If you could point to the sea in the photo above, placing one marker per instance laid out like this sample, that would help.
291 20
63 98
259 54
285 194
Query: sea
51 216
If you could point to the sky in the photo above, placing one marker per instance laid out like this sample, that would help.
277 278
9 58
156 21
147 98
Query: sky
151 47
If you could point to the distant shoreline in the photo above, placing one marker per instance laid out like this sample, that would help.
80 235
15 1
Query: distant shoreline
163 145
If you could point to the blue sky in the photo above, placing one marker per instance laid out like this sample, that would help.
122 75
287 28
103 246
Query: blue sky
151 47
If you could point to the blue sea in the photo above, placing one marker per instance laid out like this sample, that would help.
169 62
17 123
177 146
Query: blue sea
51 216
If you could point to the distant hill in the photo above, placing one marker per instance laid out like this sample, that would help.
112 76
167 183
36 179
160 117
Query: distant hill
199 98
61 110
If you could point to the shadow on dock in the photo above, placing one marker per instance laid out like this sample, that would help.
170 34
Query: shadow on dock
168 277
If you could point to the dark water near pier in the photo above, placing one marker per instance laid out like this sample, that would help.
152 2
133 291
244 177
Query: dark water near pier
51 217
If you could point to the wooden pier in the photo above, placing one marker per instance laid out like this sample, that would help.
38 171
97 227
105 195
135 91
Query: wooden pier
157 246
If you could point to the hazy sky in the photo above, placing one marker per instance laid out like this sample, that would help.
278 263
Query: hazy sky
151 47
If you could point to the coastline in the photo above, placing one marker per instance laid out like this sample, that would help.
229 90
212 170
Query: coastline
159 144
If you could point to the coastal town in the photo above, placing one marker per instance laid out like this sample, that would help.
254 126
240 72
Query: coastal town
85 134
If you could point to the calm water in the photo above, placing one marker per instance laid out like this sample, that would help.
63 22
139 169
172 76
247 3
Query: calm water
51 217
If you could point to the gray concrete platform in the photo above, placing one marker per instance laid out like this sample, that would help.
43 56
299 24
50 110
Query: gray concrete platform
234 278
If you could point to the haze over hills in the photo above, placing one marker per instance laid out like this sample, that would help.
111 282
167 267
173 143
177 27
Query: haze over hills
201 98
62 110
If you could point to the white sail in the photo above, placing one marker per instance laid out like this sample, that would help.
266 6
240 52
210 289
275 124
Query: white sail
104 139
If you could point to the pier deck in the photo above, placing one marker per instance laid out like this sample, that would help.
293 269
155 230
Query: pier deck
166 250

◆ ◆ ◆ ◆

TASK REQUIREMENTS:
Write all of the records out exactly, including every line.

RESULT OF THE EXERCISE:
If you could point to the sea in the photo above, placing one marker per instance laid out like this sample, that would help.
291 20
63 98
259 54
285 194
Query: sea
51 216
If you could point to the sky in the photo above, placing one marker per instance laid out like this sample, that would help.
277 278
9 58
156 21
147 98
Query: sky
151 47
If you could point to the distant shoreline in the photo above, placing one marker per instance laid out like this sample, that would help.
80 235
15 1
Query: distant shoreline
163 145
If you could point to the blue sky in the photo above, placing one marker per instance laid out like this sample, that would help.
122 75
287 28
103 246
Query: blue sky
151 47
If you could point to the blue sea in the photo above, placing one marker per instance laid out like this sample, that would help.
169 62
17 123
177 146
Query: blue sea
51 216
If you could point to the distant hill in the photo above, placing one marker per instance laid out like this sample, that would help.
112 76
167 183
36 179
160 117
Query: distant hill
199 98
61 110
If you could point to the shadow on dock in the photo above, placing one marker per instance laid out like this sample, that would help.
170 34
Query: shadow on dock
168 277
If you could point to the dark water near pier in the photo above, placing one marker per instance laid out like this sample, that would help.
152 2
133 291
244 177
Query: dark water near pier
51 217
If you could point to the wooden pier in the photo above, placing one marker per instance laid out like this sample, that would help.
38 171
97 227
105 195
135 91
Query: wooden pier
157 246
If you could point to the hazy sky in the photo above, placing one marker per instance laid out like this sample, that would help.
278 263
Query: hazy sky
151 47
If you could point to the coastline in the photo above, placing one marker per instance laid out like this sample, that would help.
229 90
212 170
Query: coastline
159 144
If you could point to the coastal town in the photo above, placing one marker per instance laid out like this sample, that would help.
254 126
240 72
Query: coastal town
85 134
If you could point to the calm water in the photo above, placing one marker per instance laid out like this sample, that would help.
63 22
139 169
172 76
247 3
Query: calm water
51 217
If you could point to the gray concrete platform in the photo above, placing one marker per instance laid out like this sample, that would help.
43 56
299 24
50 110
Query: gray concrete platform
234 278
If you could point to the haze over hills in the photo above, placing one marker per instance laid out like this sample, that would help.
111 282
167 267
173 143
177 27
Query: haze over hills
201 98
62 110
If you could point to the white sail in the photo above, placing one marker per instance laid out like this sample, that would help.
266 6
240 52
210 289
275 124
Query: white sail
104 139
If you could point to the pier deck in the photo above, placing one marker per instance laid out like this sample, that would help.
293 269
155 230
Query: pier deck
166 250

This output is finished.